## WHAT YOU ARE ASKED TO DO:
Search the data for the word "wheel". Reproduce every line where it is found.

## SUPPLIED RECORDS:
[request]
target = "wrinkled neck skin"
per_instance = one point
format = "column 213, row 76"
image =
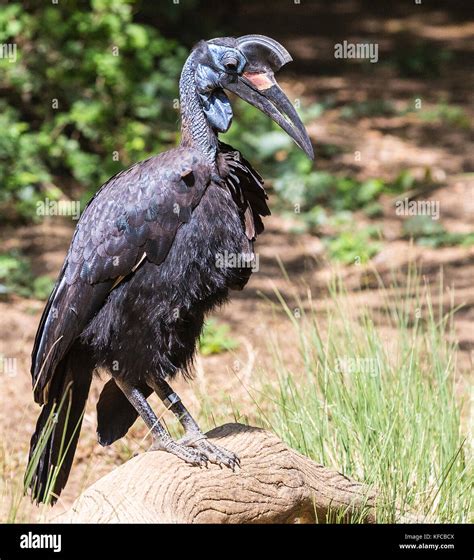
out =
column 195, row 128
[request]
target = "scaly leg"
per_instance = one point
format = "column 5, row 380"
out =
column 161, row 438
column 193, row 436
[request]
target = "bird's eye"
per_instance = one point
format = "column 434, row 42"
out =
column 231, row 65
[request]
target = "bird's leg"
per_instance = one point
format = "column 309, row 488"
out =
column 193, row 436
column 161, row 438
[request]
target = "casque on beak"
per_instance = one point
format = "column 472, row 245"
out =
column 257, row 86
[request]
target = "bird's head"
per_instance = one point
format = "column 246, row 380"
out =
column 245, row 66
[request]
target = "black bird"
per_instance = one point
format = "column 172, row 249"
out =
column 148, row 261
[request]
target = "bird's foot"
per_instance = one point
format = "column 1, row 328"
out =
column 186, row 453
column 214, row 453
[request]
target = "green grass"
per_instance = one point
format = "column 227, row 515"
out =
column 16, row 277
column 382, row 411
column 386, row 411
column 216, row 338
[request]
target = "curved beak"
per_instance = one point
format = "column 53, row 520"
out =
column 261, row 90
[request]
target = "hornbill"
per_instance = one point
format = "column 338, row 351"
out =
column 142, row 270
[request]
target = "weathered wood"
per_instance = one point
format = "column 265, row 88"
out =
column 275, row 484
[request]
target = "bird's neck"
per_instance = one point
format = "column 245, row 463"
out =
column 195, row 129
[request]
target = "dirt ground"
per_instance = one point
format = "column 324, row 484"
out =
column 387, row 144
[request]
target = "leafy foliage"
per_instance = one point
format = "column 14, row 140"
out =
column 431, row 233
column 90, row 92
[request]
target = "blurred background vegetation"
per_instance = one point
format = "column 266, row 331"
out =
column 94, row 89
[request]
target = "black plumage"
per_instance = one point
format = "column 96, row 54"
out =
column 141, row 272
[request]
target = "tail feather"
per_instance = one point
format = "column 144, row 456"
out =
column 54, row 441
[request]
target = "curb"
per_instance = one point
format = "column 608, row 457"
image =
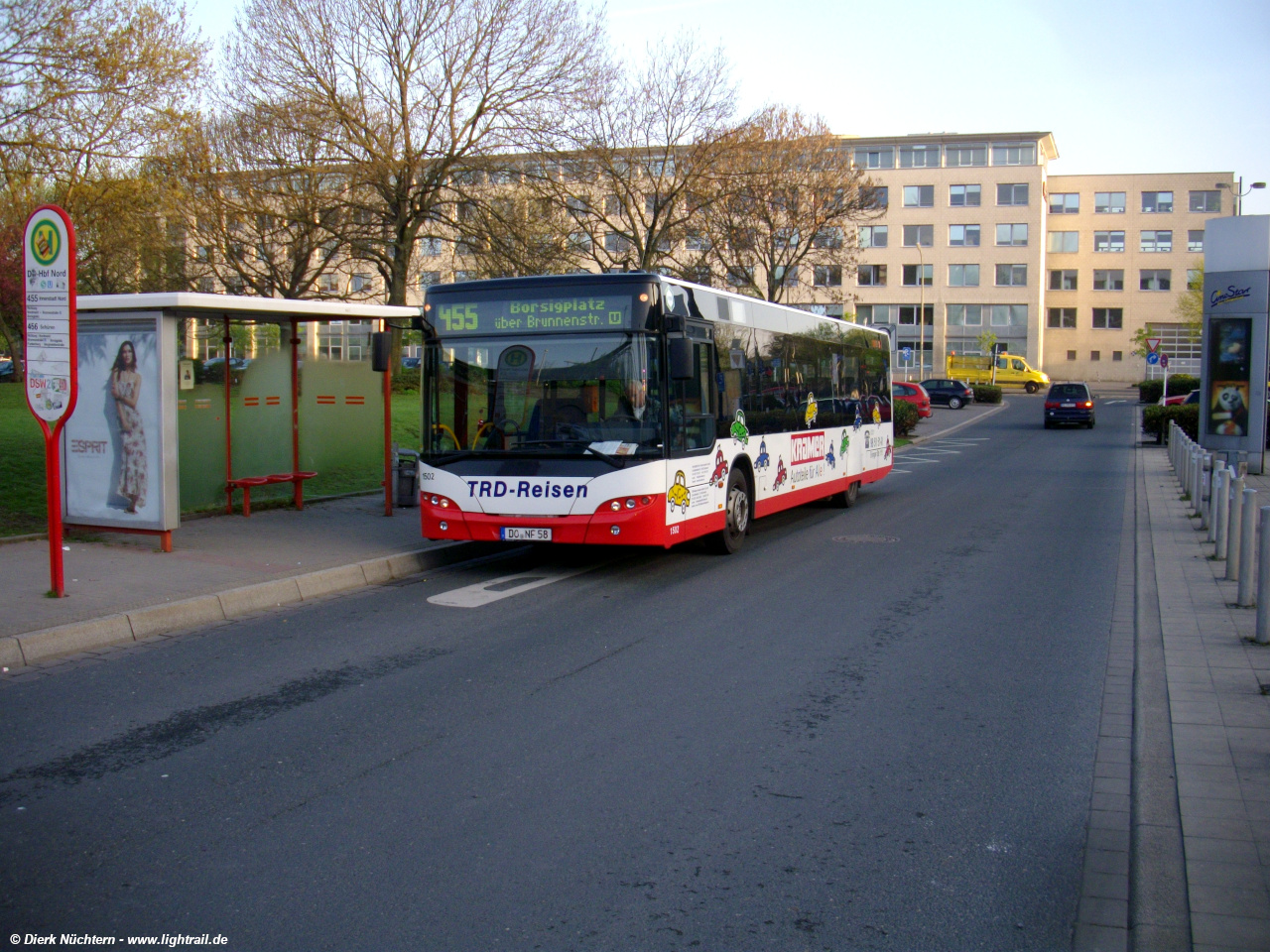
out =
column 915, row 440
column 93, row 634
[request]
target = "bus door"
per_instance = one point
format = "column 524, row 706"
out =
column 693, row 409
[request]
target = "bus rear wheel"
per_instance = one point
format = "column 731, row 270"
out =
column 737, row 511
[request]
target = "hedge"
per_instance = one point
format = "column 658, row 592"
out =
column 1179, row 385
column 905, row 417
column 1155, row 420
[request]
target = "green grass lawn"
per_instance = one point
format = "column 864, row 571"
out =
column 22, row 465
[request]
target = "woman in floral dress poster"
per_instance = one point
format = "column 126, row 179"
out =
column 126, row 388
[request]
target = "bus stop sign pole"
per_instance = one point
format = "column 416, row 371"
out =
column 51, row 353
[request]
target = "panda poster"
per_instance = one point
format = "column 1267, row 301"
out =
column 1229, row 376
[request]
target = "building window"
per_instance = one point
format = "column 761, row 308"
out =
column 871, row 276
column 919, row 157
column 1012, row 193
column 908, row 315
column 875, row 158
column 1206, row 202
column 919, row 195
column 1110, row 280
column 919, row 235
column 1010, row 315
column 829, row 276
column 1014, row 154
column 1015, row 235
column 1107, row 317
column 873, row 236
column 1011, row 276
column 1109, row 241
column 965, row 155
column 1064, row 241
column 1109, row 202
column 1065, row 203
column 913, row 271
column 965, row 315
column 1062, row 281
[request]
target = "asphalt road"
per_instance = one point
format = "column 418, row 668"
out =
column 813, row 744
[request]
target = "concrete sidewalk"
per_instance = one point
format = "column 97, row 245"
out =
column 1220, row 722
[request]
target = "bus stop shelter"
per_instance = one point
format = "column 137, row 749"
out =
column 159, row 431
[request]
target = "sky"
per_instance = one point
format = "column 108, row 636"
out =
column 1165, row 86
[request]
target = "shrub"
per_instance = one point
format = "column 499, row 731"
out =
column 1155, row 420
column 905, row 416
column 1179, row 385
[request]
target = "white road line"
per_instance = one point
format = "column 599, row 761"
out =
column 495, row 589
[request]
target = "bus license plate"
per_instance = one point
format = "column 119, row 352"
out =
column 516, row 535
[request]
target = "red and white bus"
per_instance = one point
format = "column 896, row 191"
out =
column 635, row 409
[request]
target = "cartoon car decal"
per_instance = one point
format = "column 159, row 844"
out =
column 781, row 474
column 720, row 470
column 679, row 494
column 763, row 461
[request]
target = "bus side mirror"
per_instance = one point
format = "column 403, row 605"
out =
column 681, row 358
column 381, row 350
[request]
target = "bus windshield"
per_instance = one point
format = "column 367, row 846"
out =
column 597, row 394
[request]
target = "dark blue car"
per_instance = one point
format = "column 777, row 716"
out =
column 1070, row 404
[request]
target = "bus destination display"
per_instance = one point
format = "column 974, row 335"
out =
column 541, row 315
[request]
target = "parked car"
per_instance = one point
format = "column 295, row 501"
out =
column 1070, row 403
column 1193, row 398
column 912, row 394
column 952, row 394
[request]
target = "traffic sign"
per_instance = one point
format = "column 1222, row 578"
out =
column 51, row 352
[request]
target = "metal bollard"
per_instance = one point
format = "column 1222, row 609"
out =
column 1236, row 525
column 1264, row 580
column 1247, row 548
column 1220, row 513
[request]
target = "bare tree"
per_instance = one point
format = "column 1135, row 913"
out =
column 413, row 89
column 633, row 169
column 267, row 207
column 783, row 200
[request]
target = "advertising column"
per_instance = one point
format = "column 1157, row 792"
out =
column 53, row 379
column 1236, row 307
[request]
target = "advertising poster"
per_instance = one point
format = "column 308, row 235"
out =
column 1229, row 376
column 114, row 439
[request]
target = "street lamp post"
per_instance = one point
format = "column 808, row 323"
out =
column 1238, row 193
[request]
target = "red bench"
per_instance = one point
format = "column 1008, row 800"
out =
column 248, row 483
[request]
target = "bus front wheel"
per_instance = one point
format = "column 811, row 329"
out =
column 737, row 511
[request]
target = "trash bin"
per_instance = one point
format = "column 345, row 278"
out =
column 408, row 477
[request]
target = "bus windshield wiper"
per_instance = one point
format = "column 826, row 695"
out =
column 611, row 460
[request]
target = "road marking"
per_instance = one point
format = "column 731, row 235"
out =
column 495, row 589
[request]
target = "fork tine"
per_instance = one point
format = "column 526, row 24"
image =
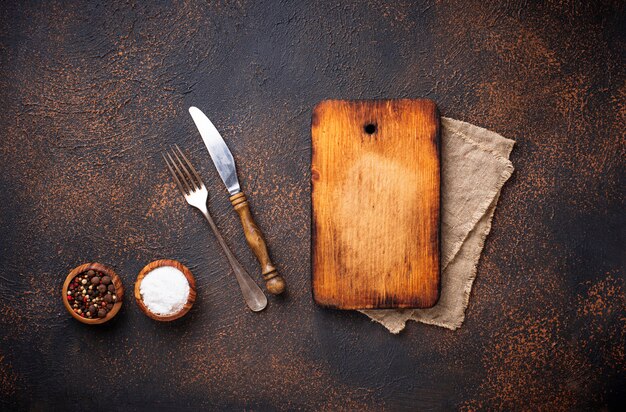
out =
column 178, row 183
column 193, row 169
column 180, row 175
column 188, row 176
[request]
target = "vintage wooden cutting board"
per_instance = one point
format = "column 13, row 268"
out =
column 376, row 200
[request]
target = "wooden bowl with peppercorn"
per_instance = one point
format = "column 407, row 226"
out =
column 165, row 290
column 93, row 293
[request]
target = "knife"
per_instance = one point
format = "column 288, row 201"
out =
column 225, row 165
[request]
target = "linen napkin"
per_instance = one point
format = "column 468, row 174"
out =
column 475, row 165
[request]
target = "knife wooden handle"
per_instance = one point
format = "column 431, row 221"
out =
column 274, row 283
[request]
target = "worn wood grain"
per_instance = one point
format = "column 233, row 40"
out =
column 274, row 283
column 375, row 201
column 92, row 91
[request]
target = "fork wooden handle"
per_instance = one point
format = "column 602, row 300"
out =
column 274, row 283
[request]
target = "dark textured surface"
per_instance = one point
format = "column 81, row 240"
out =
column 92, row 91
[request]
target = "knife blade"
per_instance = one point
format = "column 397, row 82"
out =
column 225, row 165
column 221, row 156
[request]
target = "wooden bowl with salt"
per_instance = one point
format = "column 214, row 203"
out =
column 159, row 264
column 119, row 292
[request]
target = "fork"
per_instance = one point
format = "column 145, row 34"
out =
column 196, row 194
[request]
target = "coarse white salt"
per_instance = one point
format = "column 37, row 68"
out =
column 164, row 290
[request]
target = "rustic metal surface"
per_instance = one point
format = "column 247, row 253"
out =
column 91, row 92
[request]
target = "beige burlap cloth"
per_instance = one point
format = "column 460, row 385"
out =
column 475, row 166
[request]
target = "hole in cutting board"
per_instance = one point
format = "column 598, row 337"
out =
column 370, row 128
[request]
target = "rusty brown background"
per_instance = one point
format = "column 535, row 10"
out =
column 91, row 92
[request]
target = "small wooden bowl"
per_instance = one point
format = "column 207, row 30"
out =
column 119, row 292
column 192, row 289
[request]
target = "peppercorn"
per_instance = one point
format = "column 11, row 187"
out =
column 91, row 294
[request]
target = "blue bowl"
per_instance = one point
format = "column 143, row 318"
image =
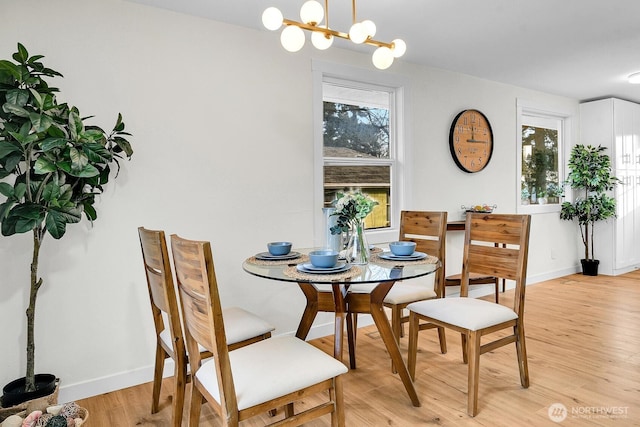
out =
column 402, row 248
column 323, row 259
column 279, row 248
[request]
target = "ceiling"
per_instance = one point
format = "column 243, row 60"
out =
column 582, row 49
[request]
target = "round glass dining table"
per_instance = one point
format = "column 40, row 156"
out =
column 358, row 289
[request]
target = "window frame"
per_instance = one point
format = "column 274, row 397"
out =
column 529, row 109
column 398, row 149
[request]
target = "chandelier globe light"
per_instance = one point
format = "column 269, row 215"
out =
column 634, row 78
column 312, row 15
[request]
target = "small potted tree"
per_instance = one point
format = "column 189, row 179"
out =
column 58, row 165
column 590, row 177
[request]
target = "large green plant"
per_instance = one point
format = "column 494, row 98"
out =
column 59, row 164
column 590, row 177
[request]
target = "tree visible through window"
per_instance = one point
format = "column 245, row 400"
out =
column 358, row 145
column 539, row 182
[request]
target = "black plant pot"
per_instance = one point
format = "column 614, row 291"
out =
column 14, row 394
column 590, row 267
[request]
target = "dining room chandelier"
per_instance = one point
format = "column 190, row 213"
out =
column 312, row 15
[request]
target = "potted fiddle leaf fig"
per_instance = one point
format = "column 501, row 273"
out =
column 52, row 166
column 590, row 176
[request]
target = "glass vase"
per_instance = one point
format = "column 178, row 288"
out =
column 331, row 241
column 358, row 248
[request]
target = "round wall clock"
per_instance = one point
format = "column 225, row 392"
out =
column 471, row 141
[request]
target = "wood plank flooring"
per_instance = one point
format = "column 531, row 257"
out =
column 583, row 344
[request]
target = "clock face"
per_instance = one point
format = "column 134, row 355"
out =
column 471, row 141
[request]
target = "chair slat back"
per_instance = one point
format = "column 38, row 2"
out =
column 156, row 266
column 162, row 293
column 497, row 245
column 202, row 311
column 428, row 230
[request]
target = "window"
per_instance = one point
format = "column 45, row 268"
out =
column 357, row 147
column 540, row 137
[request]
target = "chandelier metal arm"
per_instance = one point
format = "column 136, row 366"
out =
column 334, row 33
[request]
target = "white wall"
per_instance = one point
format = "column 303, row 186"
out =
column 222, row 133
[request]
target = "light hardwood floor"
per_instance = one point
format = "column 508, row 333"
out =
column 583, row 344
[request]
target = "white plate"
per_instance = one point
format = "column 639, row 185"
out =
column 310, row 268
column 413, row 257
column 266, row 256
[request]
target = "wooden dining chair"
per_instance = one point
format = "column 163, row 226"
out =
column 245, row 382
column 495, row 245
column 244, row 327
column 428, row 230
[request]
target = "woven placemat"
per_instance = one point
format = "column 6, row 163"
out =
column 301, row 259
column 293, row 272
column 375, row 258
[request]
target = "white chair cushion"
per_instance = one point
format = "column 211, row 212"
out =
column 239, row 325
column 402, row 293
column 469, row 313
column 272, row 368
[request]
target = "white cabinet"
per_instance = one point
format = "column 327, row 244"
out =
column 615, row 124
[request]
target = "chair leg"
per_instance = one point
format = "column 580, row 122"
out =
column 414, row 327
column 157, row 378
column 443, row 340
column 473, row 350
column 336, row 394
column 180, row 384
column 521, row 350
column 465, row 348
column 352, row 333
column 196, row 404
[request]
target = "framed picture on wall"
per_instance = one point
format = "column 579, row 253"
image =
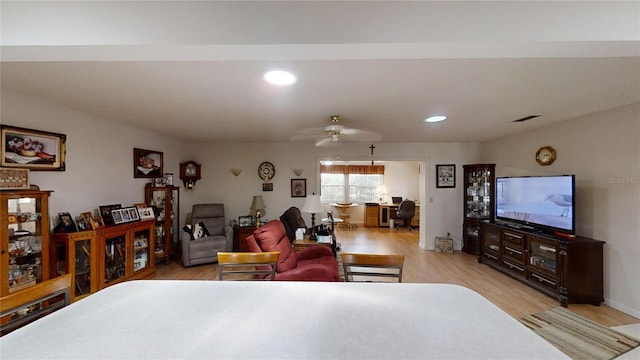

## ANSWER FOR THE TASK:
target = "bus rear wheel"
target = "bus front wheel"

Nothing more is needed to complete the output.